[What you will do]
Write out the entire passage about the shelter's free veterinary care and euthanasia services, word for word.

[Document section]
= Beginning of Section =

People say that they can’t keep their dog and they’ll throw it out the car window or dump it in the woods but the shelters just say I’m sorry we’re full.
 
We have a lot of people without jobs and homeless people. We have one shelter in a poverty pocket of North Carolina and lower Virginia and these are people who live in caravans and a lot of them don’t even have plumbing but everybody has at least one pit bull tied out on a chain all weather behind the house. We provide free veterinary care. We have done more to help the homeless and their reproduction of animals than all of the other groups in the state; we have four massive mobile clinics which sterilise all pit bulls free of charge and all animals at very low cost. We spend more than a million dollars a year on those free services alone to stop people from turning animals into a shelter.
 
But what we also do is never close our doors. So the other shelters will say call PETA. They want to let us do the dirty work. We take in aged, sick, aggressive dogs. We take in those which are riddled with cancer or have been hit by cars and euthanize them free of charge. The family can be there with them because a lot of people who don’t have jobs can’t find the money for euthanasia. It will cost £80 to put your dog down and we will take a dog in its last days and give it a merciful relief. Everybody is very grateful apart from the no kill people.

= End of Section =

[Excerpted data]
= Beginning of Section =

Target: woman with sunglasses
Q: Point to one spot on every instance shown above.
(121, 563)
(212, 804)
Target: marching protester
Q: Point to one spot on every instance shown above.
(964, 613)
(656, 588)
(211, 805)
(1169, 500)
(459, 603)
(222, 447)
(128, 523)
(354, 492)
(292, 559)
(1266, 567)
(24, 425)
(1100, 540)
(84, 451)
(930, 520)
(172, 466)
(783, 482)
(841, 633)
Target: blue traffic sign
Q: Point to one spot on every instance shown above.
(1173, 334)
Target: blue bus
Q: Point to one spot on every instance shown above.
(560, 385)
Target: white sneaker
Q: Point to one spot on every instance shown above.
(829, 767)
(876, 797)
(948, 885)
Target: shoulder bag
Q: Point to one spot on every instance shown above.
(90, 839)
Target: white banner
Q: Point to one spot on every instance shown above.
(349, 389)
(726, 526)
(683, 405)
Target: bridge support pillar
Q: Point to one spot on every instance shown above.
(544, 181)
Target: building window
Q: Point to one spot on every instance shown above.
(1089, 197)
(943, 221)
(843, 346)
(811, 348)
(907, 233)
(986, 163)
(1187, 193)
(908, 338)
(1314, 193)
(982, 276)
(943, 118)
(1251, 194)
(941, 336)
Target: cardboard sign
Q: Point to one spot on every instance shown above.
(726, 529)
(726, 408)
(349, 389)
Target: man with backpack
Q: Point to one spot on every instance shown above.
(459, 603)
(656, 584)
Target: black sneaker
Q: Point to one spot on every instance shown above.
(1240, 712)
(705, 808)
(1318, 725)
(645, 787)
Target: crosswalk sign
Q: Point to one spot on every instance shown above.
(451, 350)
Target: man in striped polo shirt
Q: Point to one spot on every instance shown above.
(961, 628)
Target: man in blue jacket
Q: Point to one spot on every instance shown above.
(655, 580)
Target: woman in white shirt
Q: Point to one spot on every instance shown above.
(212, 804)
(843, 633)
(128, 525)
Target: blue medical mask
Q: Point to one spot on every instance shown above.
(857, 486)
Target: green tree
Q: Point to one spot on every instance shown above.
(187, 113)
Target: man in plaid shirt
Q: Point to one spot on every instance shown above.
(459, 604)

= End of Section =

[Answer for this exercise]
People say that they can’t keep their dog and they’ll throw it out the car window or dump it in the woods but the shelters just say I’m sorry we’re full.
 
We have a lot of people without jobs and homeless people. We have one shelter in a poverty pocket of North Carolina and lower Virginia and these are people who live in caravans and a lot of them don’t even have plumbing but everybody has at least one pit bull tied out on a chain all weather behind the house. We provide free veterinary care. We have done more to help the homeless and their reproduction of animals than all of the other groups in the state; we have four massive mobile clinics which sterilise all pit bulls free of charge and all animals at very low cost. We spend more than a million dollars a year on those free services alone to stop people from turning animals into a shelter.
 
But what we also do is never close our doors. So the other shelters will say call PETA. They want to let us do the dirty work. We take in aged, sick, aggressive dogs. We take in those which are riddled with cancer or have been hit by cars and euthanize them free of charge. The family can be there with them because a lot of people who don’t have jobs can’t find the money for euthanasia. It will cost £80 to put your dog down and we will take a dog in its last days and give it a merciful relief. Everybody is very grateful apart from the no kill people.